THE PROBLEM
Revise the pivmet vignette from "library(pivmet)" up to and including "for this task.", changing "relabelling step" to "label-switching correction".
═════ GIVEN TEXT
In this vignette we explore the fit of Gaussian mixture models and the relabelling pivotal method proposed in Egidi et al. (2018b) through the pivmet package. First of all, we load the package:

library(pivmet)
library(bayesmix)
library(bayesplot)

The pivmet package provides a simple framework to (i) fit univariate and multivariate mixture models according to a Bayesian flavour and detect the pivotal units, via the piv_MCMC function; (ii) perform the relabelling step via the piv_rel function.

There are two main functions used for this task.

The function piv_MCMC:

\[c_{ip} = \frac{n_{ip}}{H}=\frac{1}{H} \sum_{h=1}^{H}|[z_i]_h=[z_p]_h|,\] where \(|\cdot|\) denotes the event indicator and \(n_{ip}\) is the number of times the units \(i, \ p\) belong to the same group along the sampling.
══════════
═════ DATA RECORDS
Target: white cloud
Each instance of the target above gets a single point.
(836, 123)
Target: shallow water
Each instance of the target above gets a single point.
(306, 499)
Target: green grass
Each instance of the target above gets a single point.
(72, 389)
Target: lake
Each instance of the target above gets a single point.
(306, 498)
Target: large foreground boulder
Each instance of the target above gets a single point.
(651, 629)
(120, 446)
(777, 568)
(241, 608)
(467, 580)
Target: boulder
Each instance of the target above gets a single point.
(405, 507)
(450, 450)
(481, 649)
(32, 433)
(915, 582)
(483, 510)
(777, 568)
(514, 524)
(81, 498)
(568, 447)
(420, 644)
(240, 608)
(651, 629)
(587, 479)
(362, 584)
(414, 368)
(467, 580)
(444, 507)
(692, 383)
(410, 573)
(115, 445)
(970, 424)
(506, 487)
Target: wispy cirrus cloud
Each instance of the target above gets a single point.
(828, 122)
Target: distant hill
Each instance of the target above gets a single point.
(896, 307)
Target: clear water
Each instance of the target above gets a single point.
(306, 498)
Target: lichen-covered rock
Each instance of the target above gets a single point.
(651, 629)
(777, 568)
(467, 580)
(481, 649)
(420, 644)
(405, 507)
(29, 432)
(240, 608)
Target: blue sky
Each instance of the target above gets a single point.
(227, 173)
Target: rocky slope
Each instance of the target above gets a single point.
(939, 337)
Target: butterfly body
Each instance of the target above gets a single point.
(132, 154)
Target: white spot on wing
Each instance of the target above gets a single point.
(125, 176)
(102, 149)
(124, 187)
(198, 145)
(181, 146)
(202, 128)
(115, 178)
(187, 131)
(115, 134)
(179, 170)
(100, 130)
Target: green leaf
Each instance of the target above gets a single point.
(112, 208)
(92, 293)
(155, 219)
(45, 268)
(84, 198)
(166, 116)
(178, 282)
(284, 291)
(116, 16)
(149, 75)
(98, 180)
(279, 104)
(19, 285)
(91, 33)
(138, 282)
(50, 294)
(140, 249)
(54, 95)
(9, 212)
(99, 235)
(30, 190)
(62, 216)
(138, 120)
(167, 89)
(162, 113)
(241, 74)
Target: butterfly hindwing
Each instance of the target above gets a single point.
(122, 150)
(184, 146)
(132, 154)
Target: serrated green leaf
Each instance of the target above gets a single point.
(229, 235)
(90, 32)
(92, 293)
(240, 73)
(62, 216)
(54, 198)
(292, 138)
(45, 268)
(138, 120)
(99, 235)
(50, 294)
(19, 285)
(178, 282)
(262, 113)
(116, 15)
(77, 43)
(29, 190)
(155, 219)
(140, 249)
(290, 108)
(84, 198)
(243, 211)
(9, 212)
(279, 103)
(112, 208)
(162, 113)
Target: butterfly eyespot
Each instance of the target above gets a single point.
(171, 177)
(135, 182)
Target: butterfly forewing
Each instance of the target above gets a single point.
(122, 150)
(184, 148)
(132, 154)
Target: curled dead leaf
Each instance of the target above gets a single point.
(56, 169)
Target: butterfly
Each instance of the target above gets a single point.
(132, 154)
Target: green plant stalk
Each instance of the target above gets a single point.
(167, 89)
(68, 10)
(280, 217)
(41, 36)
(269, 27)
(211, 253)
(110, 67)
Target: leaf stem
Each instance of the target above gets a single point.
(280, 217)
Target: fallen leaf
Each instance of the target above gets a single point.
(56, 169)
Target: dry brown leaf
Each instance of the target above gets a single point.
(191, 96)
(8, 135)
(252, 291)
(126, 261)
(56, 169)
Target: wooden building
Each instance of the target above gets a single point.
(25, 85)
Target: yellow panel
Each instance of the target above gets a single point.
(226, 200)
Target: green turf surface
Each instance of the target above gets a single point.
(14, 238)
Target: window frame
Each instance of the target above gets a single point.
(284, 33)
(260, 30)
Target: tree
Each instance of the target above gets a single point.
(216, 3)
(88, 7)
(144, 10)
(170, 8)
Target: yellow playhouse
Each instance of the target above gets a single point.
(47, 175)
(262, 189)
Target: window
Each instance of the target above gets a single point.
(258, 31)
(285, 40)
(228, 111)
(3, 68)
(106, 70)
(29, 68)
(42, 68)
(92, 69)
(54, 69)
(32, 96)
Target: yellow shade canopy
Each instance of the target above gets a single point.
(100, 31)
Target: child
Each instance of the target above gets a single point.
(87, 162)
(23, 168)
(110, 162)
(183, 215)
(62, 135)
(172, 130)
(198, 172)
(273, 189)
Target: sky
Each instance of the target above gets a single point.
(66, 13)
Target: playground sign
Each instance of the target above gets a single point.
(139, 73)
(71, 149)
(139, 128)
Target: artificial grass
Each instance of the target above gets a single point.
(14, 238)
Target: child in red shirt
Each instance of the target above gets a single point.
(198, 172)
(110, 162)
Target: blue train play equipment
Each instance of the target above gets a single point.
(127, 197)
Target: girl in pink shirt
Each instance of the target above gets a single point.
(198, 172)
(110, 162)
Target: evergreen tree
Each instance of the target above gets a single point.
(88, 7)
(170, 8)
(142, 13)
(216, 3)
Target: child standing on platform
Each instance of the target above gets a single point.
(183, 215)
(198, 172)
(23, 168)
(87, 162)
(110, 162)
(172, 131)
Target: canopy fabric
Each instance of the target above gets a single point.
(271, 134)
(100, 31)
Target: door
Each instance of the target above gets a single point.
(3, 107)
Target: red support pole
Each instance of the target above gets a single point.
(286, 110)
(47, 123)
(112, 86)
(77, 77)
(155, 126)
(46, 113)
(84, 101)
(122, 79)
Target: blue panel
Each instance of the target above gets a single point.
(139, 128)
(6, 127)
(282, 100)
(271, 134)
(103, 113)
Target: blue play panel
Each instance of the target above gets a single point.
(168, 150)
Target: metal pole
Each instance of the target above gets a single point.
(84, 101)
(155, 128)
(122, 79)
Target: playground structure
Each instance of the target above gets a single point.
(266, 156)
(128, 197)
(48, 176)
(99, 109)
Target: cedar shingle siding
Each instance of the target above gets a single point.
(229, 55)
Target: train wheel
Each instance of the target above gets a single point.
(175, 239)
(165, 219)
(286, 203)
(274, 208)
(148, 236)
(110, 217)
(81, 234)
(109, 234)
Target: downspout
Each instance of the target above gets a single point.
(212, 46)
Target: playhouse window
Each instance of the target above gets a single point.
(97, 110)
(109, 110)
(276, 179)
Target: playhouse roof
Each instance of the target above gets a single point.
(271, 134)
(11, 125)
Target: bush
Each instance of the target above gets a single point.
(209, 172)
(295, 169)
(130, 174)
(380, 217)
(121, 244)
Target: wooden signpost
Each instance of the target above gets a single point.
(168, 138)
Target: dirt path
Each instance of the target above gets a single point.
══════════
WRITTEN RESPONSE
library(pivmet)
library(bayesmix)
library(bayesplot)

The pivmet package provides a simple framework to (i) fit univariate and multivariate mixture models according to a Bayesian flavour and detect the pivotal units, via the piv_MCMC function; (ii) perform the label-switching correction via the piv_rel function.

There are two main functions used for this task.